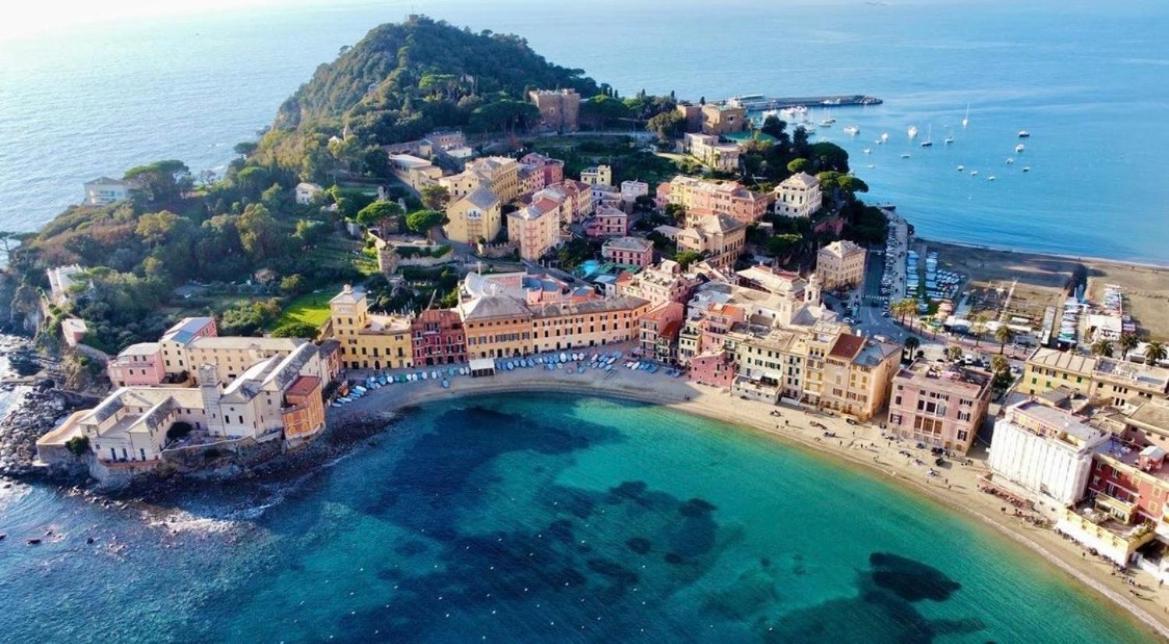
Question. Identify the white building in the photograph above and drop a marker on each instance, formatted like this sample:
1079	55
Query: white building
1045	450
306	192
799	195
104	191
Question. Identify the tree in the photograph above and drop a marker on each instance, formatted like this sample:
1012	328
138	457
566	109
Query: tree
435	196
687	257
797	165
911	344
1127	343
424	221
375	214
1003	334
1154	353
1101	347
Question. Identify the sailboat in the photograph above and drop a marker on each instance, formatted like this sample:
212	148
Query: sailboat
929	138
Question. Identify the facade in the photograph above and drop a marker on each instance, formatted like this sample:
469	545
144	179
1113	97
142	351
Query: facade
597	175
939	407
719	157
1044	450
559	109
535	228
719	239
841	264
608	222
369	340
137	366
104	191
438	338
703	198
475	216
797	195
635	251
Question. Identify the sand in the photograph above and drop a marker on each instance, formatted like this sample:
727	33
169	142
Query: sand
860	445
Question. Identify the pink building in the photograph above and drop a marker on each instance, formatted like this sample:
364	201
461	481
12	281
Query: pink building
634	251
608	222
714	369
939	406
138	366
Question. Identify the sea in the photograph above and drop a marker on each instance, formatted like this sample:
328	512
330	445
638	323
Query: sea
1090	81
539	518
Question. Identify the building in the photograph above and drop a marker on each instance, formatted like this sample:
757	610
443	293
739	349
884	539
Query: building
178	338
1105	381
63	281
438	338
701	198
714	369
719	239
137	366
413	171
475	216
104	191
658	337
306	193
597	175
797	195
719	157
631	189
634	251
1045	451
665	282
369	340
841	265
942	407
608	222
535	228
559	109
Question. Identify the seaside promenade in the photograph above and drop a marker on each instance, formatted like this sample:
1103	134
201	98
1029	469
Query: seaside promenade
954	485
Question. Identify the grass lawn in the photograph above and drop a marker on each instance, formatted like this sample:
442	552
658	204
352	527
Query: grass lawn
310	309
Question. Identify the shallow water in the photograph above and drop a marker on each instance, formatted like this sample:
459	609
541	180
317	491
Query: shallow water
544	518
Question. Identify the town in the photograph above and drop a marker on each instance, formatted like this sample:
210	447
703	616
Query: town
692	278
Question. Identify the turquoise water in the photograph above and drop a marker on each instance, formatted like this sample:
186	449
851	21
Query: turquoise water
541	519
1088	80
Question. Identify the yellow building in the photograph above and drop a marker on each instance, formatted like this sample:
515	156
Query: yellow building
841	264
475	216
369	340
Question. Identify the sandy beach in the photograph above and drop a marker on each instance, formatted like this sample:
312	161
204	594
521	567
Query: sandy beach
955	486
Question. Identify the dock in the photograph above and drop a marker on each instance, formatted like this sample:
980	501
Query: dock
760	103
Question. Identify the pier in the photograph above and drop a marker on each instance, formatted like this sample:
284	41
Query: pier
759	103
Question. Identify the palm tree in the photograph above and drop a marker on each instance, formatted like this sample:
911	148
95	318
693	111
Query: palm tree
911	344
1102	347
977	327
1003	334
1154	353
1127	343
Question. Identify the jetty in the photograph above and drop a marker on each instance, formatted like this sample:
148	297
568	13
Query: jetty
760	103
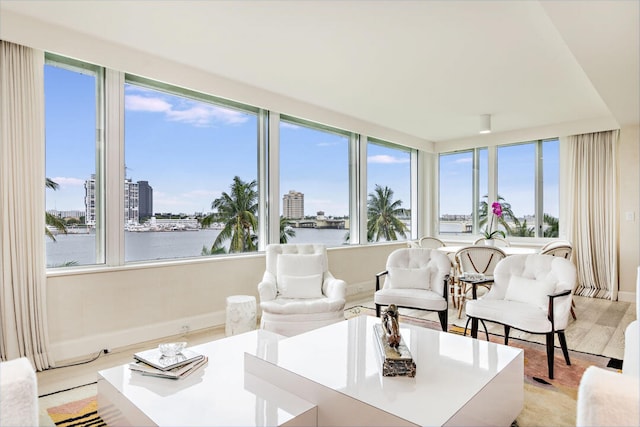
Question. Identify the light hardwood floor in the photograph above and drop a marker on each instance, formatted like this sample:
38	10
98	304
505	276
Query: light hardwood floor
599	329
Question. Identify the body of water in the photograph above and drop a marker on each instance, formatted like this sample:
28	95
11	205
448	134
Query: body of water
144	246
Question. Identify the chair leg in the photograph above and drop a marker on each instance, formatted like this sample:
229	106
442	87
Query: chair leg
549	336
474	327
444	319
563	345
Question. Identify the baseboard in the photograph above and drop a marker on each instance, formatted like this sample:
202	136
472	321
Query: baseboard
91	345
626	296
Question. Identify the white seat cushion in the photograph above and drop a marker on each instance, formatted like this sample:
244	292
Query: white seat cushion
529	291
409	278
415	298
302	305
519	315
299	275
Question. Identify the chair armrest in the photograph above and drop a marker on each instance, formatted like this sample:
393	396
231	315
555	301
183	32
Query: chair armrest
378	276
334	288
267	287
607	398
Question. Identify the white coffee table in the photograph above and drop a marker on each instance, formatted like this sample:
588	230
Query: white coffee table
459	380
329	377
219	394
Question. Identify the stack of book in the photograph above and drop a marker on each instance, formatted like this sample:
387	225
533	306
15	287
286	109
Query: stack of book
153	363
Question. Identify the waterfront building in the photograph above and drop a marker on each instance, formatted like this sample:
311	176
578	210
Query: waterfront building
145	195
131	201
293	205
90	201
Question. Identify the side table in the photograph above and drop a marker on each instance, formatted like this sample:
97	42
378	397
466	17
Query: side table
241	314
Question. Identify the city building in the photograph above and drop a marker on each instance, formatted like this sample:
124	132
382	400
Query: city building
293	205
131	201
145	197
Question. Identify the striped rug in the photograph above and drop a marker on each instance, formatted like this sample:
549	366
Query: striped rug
80	413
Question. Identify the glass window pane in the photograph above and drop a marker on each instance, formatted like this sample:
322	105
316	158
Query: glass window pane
314	183
551	198
70	131
389	193
516	189
456	193
191	173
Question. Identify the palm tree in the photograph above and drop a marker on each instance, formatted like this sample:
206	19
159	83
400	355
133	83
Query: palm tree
50	219
383	214
507	213
238	211
553	229
285	230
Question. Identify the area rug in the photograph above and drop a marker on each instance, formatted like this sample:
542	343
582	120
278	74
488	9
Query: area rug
546	402
79	413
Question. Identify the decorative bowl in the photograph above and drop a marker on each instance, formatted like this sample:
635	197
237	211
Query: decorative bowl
170	349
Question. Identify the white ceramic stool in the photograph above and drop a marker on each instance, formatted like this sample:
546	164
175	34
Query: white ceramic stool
241	314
※
* Stated problem
The data above should be repeated exactly, minus any pictures.

* Solution for this task
Question. Identify the white building in the photograph above and drop a marker on each instance, formatted like this sample:
1079	55
Query: white building
1045	450
306	192
799	195
104	191
Question. Identify the tree in the photograph above and drop a marker on each instance, formatted like this sample:
1012	328
138	457
566	109
Query: tree
435	196
687	257
797	165
911	344
1127	343
424	221
375	214
1003	334
1154	353
1101	347
Question. Identify the sailboat in the photograph above and drop a marker on each instance, formatted like this sample:
212	148
Query: sailboat
929	138
Question. Identify the facade in the photograph above and drop a marker on each instance, formatted like this sample:
469	545
144	179
1113	97
142	351
Query: facade
597	175
939	407
719	157
1044	450
559	109
535	228
719	239
841	264
608	222
369	340
137	366
104	191
438	338
703	198
475	216
797	195
635	251
Question. Identify the sand in the photograph above and drop a marker on each instance, formatted like this sample:
727	33
169	142
Query: sand
860	445
Question. Identify the pink building in the photograph above and drop a marker on each instance, formatted like this sample:
364	201
461	481
12	281
Query: pink building
634	251
608	222
714	369
939	406
138	366
Question. Identify the sea in the photograph above and drop a marker on each instance, formatted like this sample:
328	512
330	445
638	323
Query: sea
1090	81
539	518
Question. Identify the building in the photograph above and drop a marker on each instance, formatted like this sample:
757	610
443	293
739	349
884	539
Query: building
178	338
1105	381
63	281
438	338
701	198
714	369
719	239
137	366
413	171
475	216
104	191
658	337
306	193
597	175
797	195
719	157
631	189
634	251
1045	451
665	282
369	340
841	265
942	407
608	222
535	228
559	109
Question. Identify the seaside promenade in the photograph above and drop a marker on each instance, formatted like this sample:
1103	134
201	98
1029	469
Query: seaside promenade
954	485
Question. Identify the grass lawn in the photograph above and drop a marker on each instance, formatted like this sample:
442	552
658	204
352	527
Query: grass lawn
310	309
Question. Identify the shallow water in the photograph above and drop a marker on each instance, formatted like this sample:
459	609
541	180
317	491
Query: shallow water
544	518
Question. Identify the town in the photograph above and drop a marker on each instance, formatted like this sample:
210	447
703	616
Query: town
692	278
Question. Identify the turquoise water in the photograph above and drop a marker on each instance, formatted like this sample:
186	449
851	21
Query: turquoise water
541	519
1088	80
Question. Identify the yellow building in the photograph above and drop a marker on each instance, formatted like this sample:
515	156
Query: yellow building
841	264
475	216
369	340
Question. Identify the sandy beach in the photograph above and drop a marker on each instance, formatted like this sample:
312	161
204	594
521	567
Query: sandy beach
955	486
Question. Identify the dock in the photograph above and drop a marker on each instance, formatted like this sample:
980	501
Query: dock
760	103
Question. Identify the pier in the photograph above and drop a marker on each instance, formatted like this sample:
284	41
Query: pier
759	103
Question. Identify the palm tree in the photograph above and drop a marker on each instance, formatted like this sample:
911	148
95	318
693	111
Query: palm tree
911	344
1102	347
977	327
1003	334
1154	353
1127	343
Question. Identify the jetty in the photograph above and drop a marker on each instance, formatted like this sample:
148	297
568	13
Query: jetty
760	103
Question. Identify the light hardwood floor in the photograph above and drop a marker on each instance, formatted like this sample:
38	10
98	304
505	276
Query: light hardwood floor
599	329
Question. Identify the body of water in the photograph above and drop a marker on each instance, formatted like this sample:
28	95
11	205
448	134
Query: body of water
144	246
Question. Identify the chair leg in the photograph above and drop a marker on each instance, formatted like this sample:
229	106
442	87
Query: chair leg
549	336
474	327
444	319
563	345
Question. Identify the baseboard in the photograph above and drop a marker on each instance, formatted like this sample:
202	136
472	321
Query: baseboard
91	345
626	296
Question. Identify the white seat cushion in the photograph above and drop a marker on each instance, formatted like this sample:
244	292
Query: white seat cushion
529	291
409	278
415	298
302	305
519	315
299	275
Question. Identify the chair armrest in the photograph above and drop a marker on each instance, formatted like this sample:
393	396
231	315
555	301
183	32
Query: chair armrest
378	276
334	288
267	287
607	398
Question. Identify the white coffee table in the photograph above and drop a marker on each instance, formatted like this sample:
588	230
Query: white coffee table
459	380
329	377
219	394
Question. Identify the stack of book in the photograph above and drop a marker on each instance, formatted like this sample:
387	225
533	306
15	287
286	109
Query: stack of book
153	363
Question. Identify the waterfront building in the photograph above and drop a marker on each instance, formatted like this sample:
311	176
578	210
Query: waterfront building
145	195
131	201
293	205
90	201
Question. Identify the side table in the photograph above and drop a marker on each instance, formatted like this sample:
97	42
378	397
466	17
Query: side table
241	314
Question. Identify the city building in the photograph above and drop a marker on each instance, formatted like this sample:
124	132
382	400
Query: city building
293	205
131	201
145	197
Question. Identify the striped rug in the photograph above and drop a marker on each instance, formatted like this sample:
549	366
Query: striped rug
80	413
Question. Identify the glass window pane in the photograph above and drop a marker on each instance, formatted like this sample:
322	105
316	158
Query: glass window pane
314	183
551	198
70	131
389	193
516	189
456	193
191	173
Question. Identify the palm tree in the photograph above and drop a marker on each instance, formatted like this sample:
206	19
159	83
400	355
133	83
Query: palm tree
50	219
383	214
507	213
238	211
553	229
285	230
Question. Identify the area rug in the photograph above and drop a marker on each instance, formatted like this sample:
542	343
582	120
278	74
488	9
Query: area rug
546	402
79	413
Question. Identify the decorative bowl in the photograph above and drop a marker on each instance, formatted like this sample:
635	197
237	211
Query: decorative bowl
170	349
Question. Identify the white ceramic stool in the photograph above and drop a marker on each instance, formatted like this sample:
546	164
175	34
Query: white ceramic stool
241	314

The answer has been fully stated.